INPUT DATA ->
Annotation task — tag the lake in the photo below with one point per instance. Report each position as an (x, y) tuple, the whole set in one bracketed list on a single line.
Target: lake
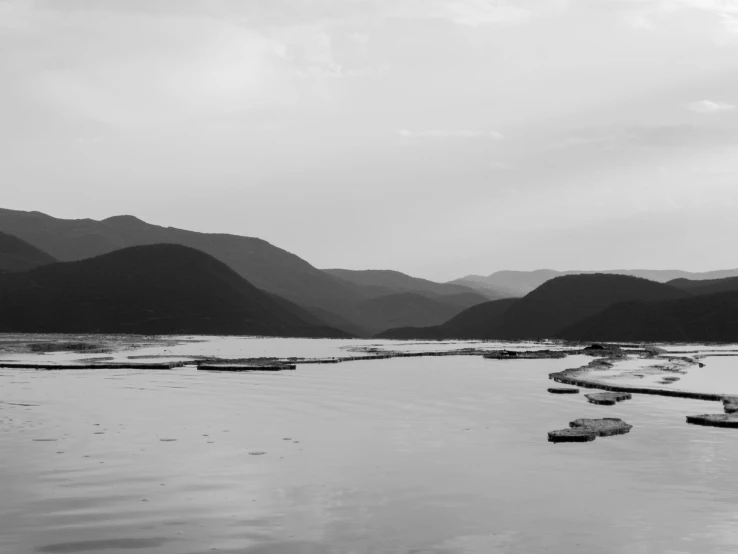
[(442, 455)]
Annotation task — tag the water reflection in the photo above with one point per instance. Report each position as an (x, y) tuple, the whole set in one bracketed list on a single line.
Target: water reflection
[(421, 455)]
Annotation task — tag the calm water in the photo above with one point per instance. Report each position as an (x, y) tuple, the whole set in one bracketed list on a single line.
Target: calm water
[(419, 455)]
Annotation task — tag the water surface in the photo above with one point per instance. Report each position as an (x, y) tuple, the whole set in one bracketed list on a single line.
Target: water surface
[(416, 455)]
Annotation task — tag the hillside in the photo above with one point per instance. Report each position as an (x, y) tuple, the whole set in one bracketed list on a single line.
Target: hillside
[(711, 318), (483, 321), (543, 313), (563, 301), (384, 282), (707, 286), (405, 309), (330, 298), (520, 283), (18, 255), (161, 289), (262, 264)]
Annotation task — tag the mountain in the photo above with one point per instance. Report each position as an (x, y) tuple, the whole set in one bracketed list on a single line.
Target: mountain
[(18, 255), (707, 286), (330, 298), (520, 283), (161, 289), (384, 282), (563, 301), (405, 309), (262, 264), (544, 312), (480, 322), (704, 318), (480, 284)]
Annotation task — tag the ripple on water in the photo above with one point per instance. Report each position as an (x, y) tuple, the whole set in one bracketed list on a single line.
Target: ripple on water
[(437, 455)]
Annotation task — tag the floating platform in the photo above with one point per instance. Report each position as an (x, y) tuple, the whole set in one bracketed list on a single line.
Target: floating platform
[(605, 427), (586, 430), (607, 398), (99, 365), (730, 404), (715, 420), (571, 435), (246, 367)]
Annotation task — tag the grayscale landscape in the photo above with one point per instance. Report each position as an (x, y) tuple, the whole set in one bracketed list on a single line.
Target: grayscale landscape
[(368, 276)]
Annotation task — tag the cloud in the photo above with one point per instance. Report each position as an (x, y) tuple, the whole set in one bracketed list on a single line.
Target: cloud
[(441, 134), (644, 13), (474, 13), (710, 107)]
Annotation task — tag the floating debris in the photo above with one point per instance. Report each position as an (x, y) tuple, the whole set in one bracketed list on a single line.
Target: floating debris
[(607, 398), (605, 427), (586, 430), (245, 367), (563, 390), (715, 420), (571, 435), (730, 404)]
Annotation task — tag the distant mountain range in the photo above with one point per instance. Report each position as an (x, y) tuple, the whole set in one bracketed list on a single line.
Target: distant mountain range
[(520, 283), (124, 275), (603, 307), (18, 255), (337, 300), (160, 288)]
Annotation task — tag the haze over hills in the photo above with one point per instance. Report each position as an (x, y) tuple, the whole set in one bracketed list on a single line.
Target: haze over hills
[(520, 283), (562, 301), (480, 322), (543, 313), (384, 281), (18, 255), (407, 309), (335, 301), (163, 289)]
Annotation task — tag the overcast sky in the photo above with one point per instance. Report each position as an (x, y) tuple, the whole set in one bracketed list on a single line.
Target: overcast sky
[(436, 137)]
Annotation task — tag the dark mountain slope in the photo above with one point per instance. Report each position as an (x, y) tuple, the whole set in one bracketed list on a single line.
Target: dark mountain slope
[(712, 318), (707, 286), (482, 321), (563, 301), (163, 289), (519, 283), (18, 255), (262, 264)]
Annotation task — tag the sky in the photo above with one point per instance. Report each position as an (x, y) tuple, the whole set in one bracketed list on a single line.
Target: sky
[(436, 137)]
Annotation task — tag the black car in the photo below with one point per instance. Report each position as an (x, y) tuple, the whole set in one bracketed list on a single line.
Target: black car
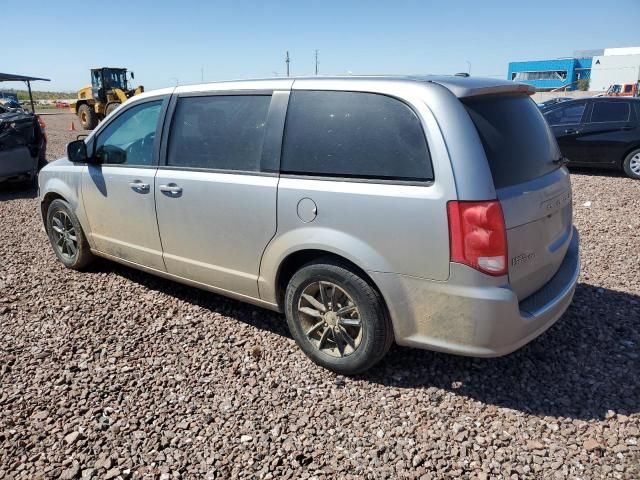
[(552, 102), (601, 132), (23, 146)]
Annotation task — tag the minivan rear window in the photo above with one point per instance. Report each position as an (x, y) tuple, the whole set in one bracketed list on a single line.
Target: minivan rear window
[(517, 141)]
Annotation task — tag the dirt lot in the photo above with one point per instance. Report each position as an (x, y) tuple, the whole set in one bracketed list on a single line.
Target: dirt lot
[(115, 373)]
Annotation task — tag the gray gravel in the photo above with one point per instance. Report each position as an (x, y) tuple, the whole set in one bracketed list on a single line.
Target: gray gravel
[(118, 374)]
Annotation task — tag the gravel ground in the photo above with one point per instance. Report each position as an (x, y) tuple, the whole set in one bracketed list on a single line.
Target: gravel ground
[(115, 373)]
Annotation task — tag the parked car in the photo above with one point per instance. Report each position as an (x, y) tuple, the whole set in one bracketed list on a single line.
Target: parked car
[(553, 101), (434, 212), (23, 146), (601, 132)]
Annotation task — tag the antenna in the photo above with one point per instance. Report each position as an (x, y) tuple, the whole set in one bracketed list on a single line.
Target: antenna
[(287, 60), (316, 63)]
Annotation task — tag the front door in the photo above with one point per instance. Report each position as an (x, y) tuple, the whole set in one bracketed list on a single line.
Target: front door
[(566, 123), (118, 193), (216, 205), (609, 131)]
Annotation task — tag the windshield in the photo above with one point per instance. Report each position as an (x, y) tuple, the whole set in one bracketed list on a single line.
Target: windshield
[(115, 79), (517, 140)]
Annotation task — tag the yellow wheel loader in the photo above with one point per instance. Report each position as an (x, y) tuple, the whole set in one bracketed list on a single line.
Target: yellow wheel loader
[(108, 89)]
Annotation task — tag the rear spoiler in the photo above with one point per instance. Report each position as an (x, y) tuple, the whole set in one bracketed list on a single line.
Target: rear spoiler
[(473, 89)]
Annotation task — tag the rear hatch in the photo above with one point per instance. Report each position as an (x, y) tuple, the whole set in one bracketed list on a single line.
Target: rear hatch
[(534, 191)]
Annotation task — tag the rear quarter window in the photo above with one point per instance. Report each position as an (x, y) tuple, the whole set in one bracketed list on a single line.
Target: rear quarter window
[(517, 141), (355, 135), (610, 112)]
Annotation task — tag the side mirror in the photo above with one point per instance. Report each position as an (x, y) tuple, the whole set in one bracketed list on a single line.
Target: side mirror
[(111, 154), (77, 151)]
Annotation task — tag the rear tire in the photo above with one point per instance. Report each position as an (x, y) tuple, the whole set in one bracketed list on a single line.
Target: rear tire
[(631, 165), (88, 117), (67, 237), (349, 342)]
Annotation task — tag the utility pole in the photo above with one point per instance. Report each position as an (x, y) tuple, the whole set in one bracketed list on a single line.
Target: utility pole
[(287, 60)]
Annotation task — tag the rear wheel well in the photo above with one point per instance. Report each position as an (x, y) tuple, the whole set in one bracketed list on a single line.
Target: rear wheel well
[(44, 206), (627, 153), (291, 264)]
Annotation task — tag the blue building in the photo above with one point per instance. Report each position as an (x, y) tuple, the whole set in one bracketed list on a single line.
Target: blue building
[(551, 74)]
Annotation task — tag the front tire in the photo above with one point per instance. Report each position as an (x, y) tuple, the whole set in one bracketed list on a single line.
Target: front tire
[(66, 236), (631, 165), (337, 318), (88, 117)]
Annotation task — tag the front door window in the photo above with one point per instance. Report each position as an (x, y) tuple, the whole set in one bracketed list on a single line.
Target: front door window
[(129, 138)]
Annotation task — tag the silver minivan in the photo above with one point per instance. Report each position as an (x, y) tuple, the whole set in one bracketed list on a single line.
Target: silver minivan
[(433, 212)]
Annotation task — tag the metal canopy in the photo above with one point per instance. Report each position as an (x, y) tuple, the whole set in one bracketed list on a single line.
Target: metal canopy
[(10, 77)]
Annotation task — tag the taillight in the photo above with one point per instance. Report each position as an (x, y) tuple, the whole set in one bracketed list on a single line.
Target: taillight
[(478, 236)]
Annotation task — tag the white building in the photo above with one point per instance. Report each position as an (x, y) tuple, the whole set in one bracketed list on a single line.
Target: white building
[(616, 66)]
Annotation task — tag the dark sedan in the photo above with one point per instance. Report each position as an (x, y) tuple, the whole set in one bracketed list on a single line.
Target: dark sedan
[(601, 132)]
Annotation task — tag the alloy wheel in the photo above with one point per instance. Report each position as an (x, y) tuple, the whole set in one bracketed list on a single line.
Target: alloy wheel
[(330, 319), (64, 235), (634, 164)]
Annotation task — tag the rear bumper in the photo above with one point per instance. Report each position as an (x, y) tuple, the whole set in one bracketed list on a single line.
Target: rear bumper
[(472, 314)]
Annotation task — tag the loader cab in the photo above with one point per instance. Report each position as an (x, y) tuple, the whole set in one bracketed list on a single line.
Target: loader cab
[(104, 80)]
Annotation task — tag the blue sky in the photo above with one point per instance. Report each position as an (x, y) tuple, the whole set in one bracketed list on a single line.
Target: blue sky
[(162, 41)]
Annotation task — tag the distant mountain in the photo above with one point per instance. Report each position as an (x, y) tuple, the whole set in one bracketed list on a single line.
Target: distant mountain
[(37, 95)]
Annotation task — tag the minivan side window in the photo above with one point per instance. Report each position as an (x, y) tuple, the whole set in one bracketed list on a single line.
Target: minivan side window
[(129, 138), (218, 132), (567, 115), (610, 112), (356, 135)]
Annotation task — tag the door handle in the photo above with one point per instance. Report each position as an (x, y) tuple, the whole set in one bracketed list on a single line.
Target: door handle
[(171, 188), (138, 186)]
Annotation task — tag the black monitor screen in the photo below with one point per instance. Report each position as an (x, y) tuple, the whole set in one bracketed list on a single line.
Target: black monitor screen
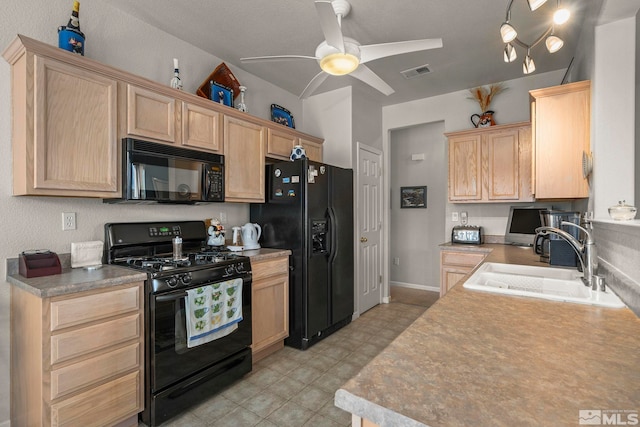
[(525, 221)]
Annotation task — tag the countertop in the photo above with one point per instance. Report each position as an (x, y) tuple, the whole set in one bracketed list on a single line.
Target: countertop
[(481, 359), (73, 280)]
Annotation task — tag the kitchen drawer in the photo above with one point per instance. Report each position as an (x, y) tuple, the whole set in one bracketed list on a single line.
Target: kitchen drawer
[(88, 308), (270, 267), (462, 258), (107, 404), (82, 341), (94, 370)]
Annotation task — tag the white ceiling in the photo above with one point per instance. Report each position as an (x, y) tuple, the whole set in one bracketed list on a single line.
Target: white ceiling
[(471, 53)]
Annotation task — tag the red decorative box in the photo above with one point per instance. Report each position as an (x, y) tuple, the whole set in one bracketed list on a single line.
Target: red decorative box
[(37, 264)]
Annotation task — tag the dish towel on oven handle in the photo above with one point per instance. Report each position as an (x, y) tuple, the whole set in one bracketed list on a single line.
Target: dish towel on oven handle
[(213, 311)]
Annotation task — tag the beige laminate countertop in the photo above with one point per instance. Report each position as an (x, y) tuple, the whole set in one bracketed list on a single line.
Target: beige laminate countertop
[(73, 280), (481, 359)]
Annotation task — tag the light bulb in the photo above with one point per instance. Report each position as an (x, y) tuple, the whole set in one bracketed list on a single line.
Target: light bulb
[(510, 54), (528, 66), (561, 16), (507, 32), (554, 43)]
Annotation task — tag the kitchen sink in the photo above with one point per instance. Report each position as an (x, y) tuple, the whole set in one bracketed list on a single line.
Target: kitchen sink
[(551, 283)]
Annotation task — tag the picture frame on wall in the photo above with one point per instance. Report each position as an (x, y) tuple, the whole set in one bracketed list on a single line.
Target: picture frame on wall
[(413, 197), (221, 94)]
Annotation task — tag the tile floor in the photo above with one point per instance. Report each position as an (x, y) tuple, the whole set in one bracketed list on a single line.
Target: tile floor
[(296, 388)]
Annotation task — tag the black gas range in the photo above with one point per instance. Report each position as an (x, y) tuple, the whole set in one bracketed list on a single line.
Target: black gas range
[(179, 374)]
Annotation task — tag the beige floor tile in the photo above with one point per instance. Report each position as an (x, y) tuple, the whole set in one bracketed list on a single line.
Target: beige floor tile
[(312, 398), (290, 415)]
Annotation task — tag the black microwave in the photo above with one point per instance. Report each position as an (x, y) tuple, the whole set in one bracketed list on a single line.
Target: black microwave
[(153, 172)]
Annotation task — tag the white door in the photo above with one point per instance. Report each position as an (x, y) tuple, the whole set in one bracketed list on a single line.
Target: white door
[(368, 223)]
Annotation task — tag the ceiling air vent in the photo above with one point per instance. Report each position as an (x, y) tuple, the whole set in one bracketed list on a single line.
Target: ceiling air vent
[(417, 71)]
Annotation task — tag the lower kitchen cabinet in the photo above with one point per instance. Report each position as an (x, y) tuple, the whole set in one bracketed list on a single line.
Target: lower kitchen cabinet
[(270, 305), (454, 265), (77, 359)]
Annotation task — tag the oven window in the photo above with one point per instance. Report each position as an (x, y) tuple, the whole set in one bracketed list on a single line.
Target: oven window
[(170, 358)]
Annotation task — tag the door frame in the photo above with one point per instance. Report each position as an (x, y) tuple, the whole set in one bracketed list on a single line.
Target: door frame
[(356, 230)]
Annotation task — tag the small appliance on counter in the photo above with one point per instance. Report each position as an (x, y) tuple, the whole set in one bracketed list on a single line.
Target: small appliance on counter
[(467, 234), (38, 263), (250, 235), (553, 248)]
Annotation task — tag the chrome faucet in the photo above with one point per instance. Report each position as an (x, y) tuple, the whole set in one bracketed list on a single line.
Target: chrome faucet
[(585, 250)]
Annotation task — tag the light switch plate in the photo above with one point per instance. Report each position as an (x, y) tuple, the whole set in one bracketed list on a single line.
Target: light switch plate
[(86, 254)]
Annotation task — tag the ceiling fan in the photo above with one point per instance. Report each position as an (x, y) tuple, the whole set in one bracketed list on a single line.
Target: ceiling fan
[(339, 55)]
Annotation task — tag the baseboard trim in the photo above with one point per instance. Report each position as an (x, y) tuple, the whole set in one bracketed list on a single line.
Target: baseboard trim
[(414, 286)]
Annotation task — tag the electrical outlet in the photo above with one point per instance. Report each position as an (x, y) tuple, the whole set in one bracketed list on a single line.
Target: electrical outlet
[(68, 220)]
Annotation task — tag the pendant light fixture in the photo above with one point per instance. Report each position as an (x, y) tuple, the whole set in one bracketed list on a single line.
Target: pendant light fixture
[(509, 35)]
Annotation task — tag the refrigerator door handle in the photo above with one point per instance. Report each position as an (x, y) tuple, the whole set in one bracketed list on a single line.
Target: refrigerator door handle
[(333, 238)]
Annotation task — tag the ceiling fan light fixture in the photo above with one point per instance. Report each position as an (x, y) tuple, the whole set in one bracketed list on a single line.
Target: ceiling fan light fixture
[(507, 32), (535, 4), (553, 43), (510, 54), (339, 64)]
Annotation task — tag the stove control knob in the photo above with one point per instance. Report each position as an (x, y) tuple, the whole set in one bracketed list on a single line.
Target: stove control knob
[(172, 281), (186, 278)]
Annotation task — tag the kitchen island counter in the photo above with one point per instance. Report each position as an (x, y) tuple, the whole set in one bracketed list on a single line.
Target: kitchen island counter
[(485, 359)]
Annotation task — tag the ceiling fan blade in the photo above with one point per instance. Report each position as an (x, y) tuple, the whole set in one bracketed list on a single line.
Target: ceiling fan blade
[(314, 84), (329, 24), (365, 74), (375, 51), (276, 58)]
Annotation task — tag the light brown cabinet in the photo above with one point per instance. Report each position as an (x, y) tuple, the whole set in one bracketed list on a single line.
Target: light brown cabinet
[(244, 149), (560, 117), (281, 141), (201, 127), (456, 264), (270, 305), (490, 165), (150, 114), (77, 359), (64, 125)]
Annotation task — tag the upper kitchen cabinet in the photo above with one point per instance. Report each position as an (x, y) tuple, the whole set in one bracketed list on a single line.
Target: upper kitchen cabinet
[(490, 165), (150, 114), (201, 127), (244, 149), (560, 117), (64, 123), (281, 141)]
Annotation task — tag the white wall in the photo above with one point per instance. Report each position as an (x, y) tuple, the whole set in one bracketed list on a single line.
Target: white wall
[(118, 40), (613, 113), (329, 115), (416, 233)]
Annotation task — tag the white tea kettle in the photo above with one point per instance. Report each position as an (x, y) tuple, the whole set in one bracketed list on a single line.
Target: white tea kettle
[(250, 235)]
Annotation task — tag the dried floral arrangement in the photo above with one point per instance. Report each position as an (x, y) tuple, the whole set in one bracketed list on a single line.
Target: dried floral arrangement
[(484, 96)]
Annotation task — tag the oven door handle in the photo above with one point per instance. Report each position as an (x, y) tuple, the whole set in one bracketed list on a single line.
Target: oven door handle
[(164, 298)]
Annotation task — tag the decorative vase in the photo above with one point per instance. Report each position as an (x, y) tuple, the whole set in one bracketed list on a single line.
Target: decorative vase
[(483, 120), (297, 153), (241, 105)]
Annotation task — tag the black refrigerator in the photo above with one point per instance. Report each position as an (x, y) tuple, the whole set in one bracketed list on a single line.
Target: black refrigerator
[(309, 210)]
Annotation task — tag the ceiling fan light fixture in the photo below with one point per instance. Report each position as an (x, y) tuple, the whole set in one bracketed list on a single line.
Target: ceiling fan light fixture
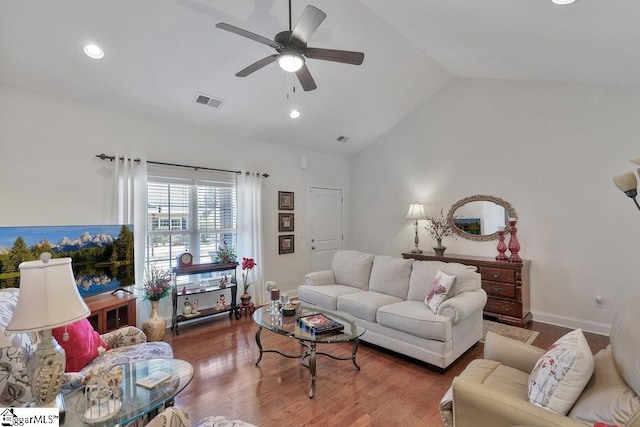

TO DO -> Rescale the rows, starting at the first row and ending at the line containing "[(421, 455)]", both included. Reproduce every line, requests included, with each point coordinate in the answers multiplied by 2.2 and rounded to a whole number (halves up), and omit the pictures.

SOLUTION FOR THIS EXERCISE ->
Annotation task — tag the lake in the photo below with one point per instance. Report each position as an (x, y) tuple, the whole set in one bracketed list on a single line.
Target: lake
[(972, 1001)]
Annotation task — tag the water reflection in the photo above with one point per instance. Report each position as an (x, y) tuple, the whole set in one bracketed list on a single line.
Target: water reflection
[(926, 1001)]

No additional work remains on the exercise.